▸ **Your instructions**
Everything from the line containing "of the dirt" down to the last line of the entries below must be transcribed exactly, and nothing else.

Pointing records
◇ ◇ ◇ ◇
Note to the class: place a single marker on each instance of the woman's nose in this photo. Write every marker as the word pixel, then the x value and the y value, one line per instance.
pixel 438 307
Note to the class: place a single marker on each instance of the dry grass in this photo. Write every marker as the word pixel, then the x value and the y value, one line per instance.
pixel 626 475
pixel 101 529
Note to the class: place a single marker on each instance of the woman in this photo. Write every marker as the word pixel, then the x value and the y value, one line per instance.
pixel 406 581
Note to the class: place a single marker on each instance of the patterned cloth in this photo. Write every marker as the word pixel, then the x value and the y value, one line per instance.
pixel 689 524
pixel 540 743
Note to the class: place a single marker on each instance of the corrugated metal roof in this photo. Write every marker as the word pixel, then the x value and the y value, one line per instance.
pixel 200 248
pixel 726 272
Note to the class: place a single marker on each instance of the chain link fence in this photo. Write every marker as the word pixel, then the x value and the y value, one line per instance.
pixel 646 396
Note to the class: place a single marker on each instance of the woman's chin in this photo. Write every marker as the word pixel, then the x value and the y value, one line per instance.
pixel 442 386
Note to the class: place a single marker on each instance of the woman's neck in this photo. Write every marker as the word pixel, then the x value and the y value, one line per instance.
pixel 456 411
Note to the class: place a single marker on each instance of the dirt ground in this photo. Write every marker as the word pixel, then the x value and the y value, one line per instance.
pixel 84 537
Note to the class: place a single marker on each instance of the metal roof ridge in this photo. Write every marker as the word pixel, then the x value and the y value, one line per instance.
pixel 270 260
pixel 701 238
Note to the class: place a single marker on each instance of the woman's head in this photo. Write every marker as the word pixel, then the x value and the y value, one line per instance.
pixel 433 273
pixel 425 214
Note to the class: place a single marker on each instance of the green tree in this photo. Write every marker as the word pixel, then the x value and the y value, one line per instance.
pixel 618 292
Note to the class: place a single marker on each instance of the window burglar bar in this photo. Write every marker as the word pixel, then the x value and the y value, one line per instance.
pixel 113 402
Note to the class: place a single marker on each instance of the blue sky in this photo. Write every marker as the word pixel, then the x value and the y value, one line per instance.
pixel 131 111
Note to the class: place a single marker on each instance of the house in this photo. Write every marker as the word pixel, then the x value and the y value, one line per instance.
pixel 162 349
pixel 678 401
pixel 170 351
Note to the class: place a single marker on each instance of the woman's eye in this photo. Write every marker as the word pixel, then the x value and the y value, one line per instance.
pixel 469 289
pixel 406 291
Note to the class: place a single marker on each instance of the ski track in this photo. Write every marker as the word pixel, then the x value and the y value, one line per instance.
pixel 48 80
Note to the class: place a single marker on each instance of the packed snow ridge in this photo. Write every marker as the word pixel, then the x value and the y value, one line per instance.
◇ ◇ ◇ ◇
▸ **Complete output**
Note to the class: place a single marker on each instance of the dirt ground in this photo. Write every marker as the word pixel, then the x value and the y value, one line per instance.
pixel 84 537
Note to the class: place a single marker on each instance of the metal roof ridge in this photo. Write every marker as the word pixel, then the x value and the y value, one line per instance.
pixel 270 260
pixel 701 238
Note to the class: place a single marker on each instance of the woman's head in this photo. Write every marker as the word pixel, then the x value and the y value, one line per instance.
pixel 433 273
pixel 425 214
Note to the class: place a single marker on each instance of the green tree in this photo. Write every marker as the word pixel, then the x value and the y value, one line per instance.
pixel 618 292
Note to the class: place a single marker on each instance of the window burglar bar in this photo. Write every marker as the word pixel, then the x value and the y value, one line per instance.
pixel 113 402
Note to the class: place a single marker on each instance of the blue sky in this photo. Write every marker as the word pixel, then the x value and the y value, one line per instance.
pixel 131 111
Note to the class: place a single marker on each instance of the house in this photo. Write every marker as the word pixel, then the x value and the y value, one line per instance.
pixel 162 349
pixel 678 401
pixel 170 351
Note to the class: place a single marker on each instance of the woman's eye in this photo. Write every marker as the word pixel, then the x value and the y value, one line per instance.
pixel 469 289
pixel 406 291
Note to the class: place a single marker on each instance of the ski track in this photo. Write every marker as the word pixel, then the x value and the y value, one line per instance.
pixel 48 80
Note to the class: place a single marker on each instance of the packed snow ridge in this photo. Write every marker as the word pixel, then the x value and the y value, one line per instance.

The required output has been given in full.